§ READING PASSAGE:
============
In particular, suppose that the two channels \({\cal C}_1\) and \({\cal C}_2\) have the form \({\cal C}_1 = {\cal U} \otimes I/d\) and \({\cal C}_2 = I/d \otimes {\cal U}\), where \({\cal U}\) is a fixed unitary channel. In this case, we find that the fidelity divergence is 1/d2. Hence, the error probability satisfies the bound

$$p_{{\mathrm{err}}}^{{\mathrm{seq}}}({\cal C}_1,{\cal C}_2;N) \ge \frac{1}{{4d^{2N}}}.$$
(11)

In the causal intermediary problem, the unitary gate \({\cal U}\) is unknown, and therefore the error probability can only be larger than \(p_{{\mathrm{err}}}^{{\mathrm{seq}}}({\cal C}_1,{\cal C}_2;N)\). Hence, the identification of the causal intermediary cannot occur at a rate faster than 2 log d.

Equation (11) limits all sequential quantum strategies. But in fact quantum theory is also compatible with scenarios where physical processes take place in an indefinite order23,24. Could the rate be increased if the experimenter had access to exotic phenomena involving indefinite order?

The answer is negative. In the Methods section, we develop the concepts and methods needed to answer this question, and we show that the minimum error probability in distinguishing between the two channels \({\cal C}_1 = {\cal I} \otimes I/d\) and \({\cal C}_2 = I/d \otimes {\cal I}\) using arbitrary setups with indefinite order satisfies the bound

$$p_{{\mathrm{err}}}^{{\mathrm{ind}}}({\cal C}_1,{\cal C}_2;N) \ge \frac{{1 - \sqrt {1 - \frac{1}{{d^{2N}}}} }}{2}{\kern 1pt} .$$
(12)

Clearly, this bound applies to the causal intermediary problem, which is harder than the discrimination of the two specific channels \({\cal C}_1 = {\cal I} \otimes I/d\) and \({\cal C}_2 = I/d \otimes {\cal I}\). Hence, the rate RQ = 2 log d represents the ultimate quantum limit to the identification of a causal intermediary.

Extension to arbitrary numbers of hypotheses

The quantum advantage demonstrated in the previous sections can be extended to the identification of the causal intermediary among an arbitrary number k of candidate variables. The best classical strategy still consists of initializing all variables to the same value. Errors arise when the values of two or more output variables are compatible with an invertible function. In the limit of many repetitions, the minimum error probability is \(p_{{\mathrm{err}},{\mathrm{k}}}^{\mathrm{C}} = (k - 1)/(2d^{N - 1}) + O\left( {d^{ - 2N}} \right)\). (Supplementary Note 3). For quantum strategies, the best option among simple parallel strategies is still to divide the input particles into N/d groups of d particles and to initialize each group in the singlet state. In Supplementary Note 4, we show that this strategy reduces the error probability to \(p_{{\mathrm{err}},{\mathrm{k}}}^{{\mathrm{coh}}} = (k - 1)/(2d^N) + O\left( {d^{ - 2N}} \right)\), for causal relations represented by arbitrary unitary gates.
============
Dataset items
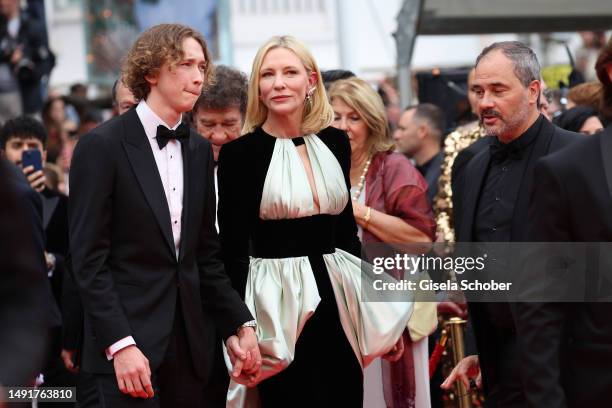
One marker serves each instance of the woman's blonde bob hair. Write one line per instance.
(317, 115)
(358, 95)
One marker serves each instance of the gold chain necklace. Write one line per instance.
(362, 179)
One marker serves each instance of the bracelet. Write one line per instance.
(368, 215)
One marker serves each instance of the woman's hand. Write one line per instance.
(467, 369)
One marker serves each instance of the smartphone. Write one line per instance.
(31, 158)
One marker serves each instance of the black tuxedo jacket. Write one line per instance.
(497, 352)
(567, 347)
(123, 254)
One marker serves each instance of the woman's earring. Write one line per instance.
(309, 96)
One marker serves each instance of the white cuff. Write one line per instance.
(119, 345)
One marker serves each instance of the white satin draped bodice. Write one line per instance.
(287, 192)
(282, 293)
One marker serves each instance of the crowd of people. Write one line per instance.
(203, 247)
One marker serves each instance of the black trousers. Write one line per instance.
(174, 382)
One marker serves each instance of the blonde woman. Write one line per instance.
(284, 199)
(390, 205)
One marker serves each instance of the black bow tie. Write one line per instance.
(164, 134)
(501, 152)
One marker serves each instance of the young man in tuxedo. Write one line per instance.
(494, 191)
(144, 247)
(567, 347)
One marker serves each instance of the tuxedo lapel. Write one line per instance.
(474, 177)
(606, 152)
(140, 156)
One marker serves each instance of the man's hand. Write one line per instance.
(35, 178)
(244, 355)
(133, 372)
(467, 368)
(68, 359)
(396, 352)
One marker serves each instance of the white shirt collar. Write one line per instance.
(150, 120)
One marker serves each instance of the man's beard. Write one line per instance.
(507, 127)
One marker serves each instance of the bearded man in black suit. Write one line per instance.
(494, 191)
(566, 348)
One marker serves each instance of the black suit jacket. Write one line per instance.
(497, 359)
(123, 252)
(567, 347)
(23, 292)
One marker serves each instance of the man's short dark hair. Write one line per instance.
(605, 58)
(524, 60)
(332, 75)
(433, 115)
(22, 127)
(229, 90)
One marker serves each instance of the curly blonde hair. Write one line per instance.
(158, 45)
(316, 117)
============
§ ACTIONS TO TAKE:
**1.** In the causal intermediary passage, what does the best classical strategy consist of when there are an arbitrary number k of candidate variables?
**2.** From the causal intermediary passage, set down the stretch from "In the causal" through "involving indefinite order?".

§ SOLUTIONS BELOW:
**1.** Initializing all variables to the same value.

**2.**
In the causal intermediary problem, the unitary gate \({\cal U}\) is unknown, and therefore the error probability can only be larger than \(p_{{\mathrm{err}}}^{{\mathrm{seq}}}({\cal C}_1,{\cal C}_2;N)\). Hence, the identification of the causal intermediary cannot occur at a rate faster than 2 log d.

Equation (11) limits all sequential quantum strategies. But in fact quantum theory is also compatible with scenarios where physical processes take place in an indefinite order23,24. Could the rate be increased if the experimenter had access to exotic phenomena involving indefinite order?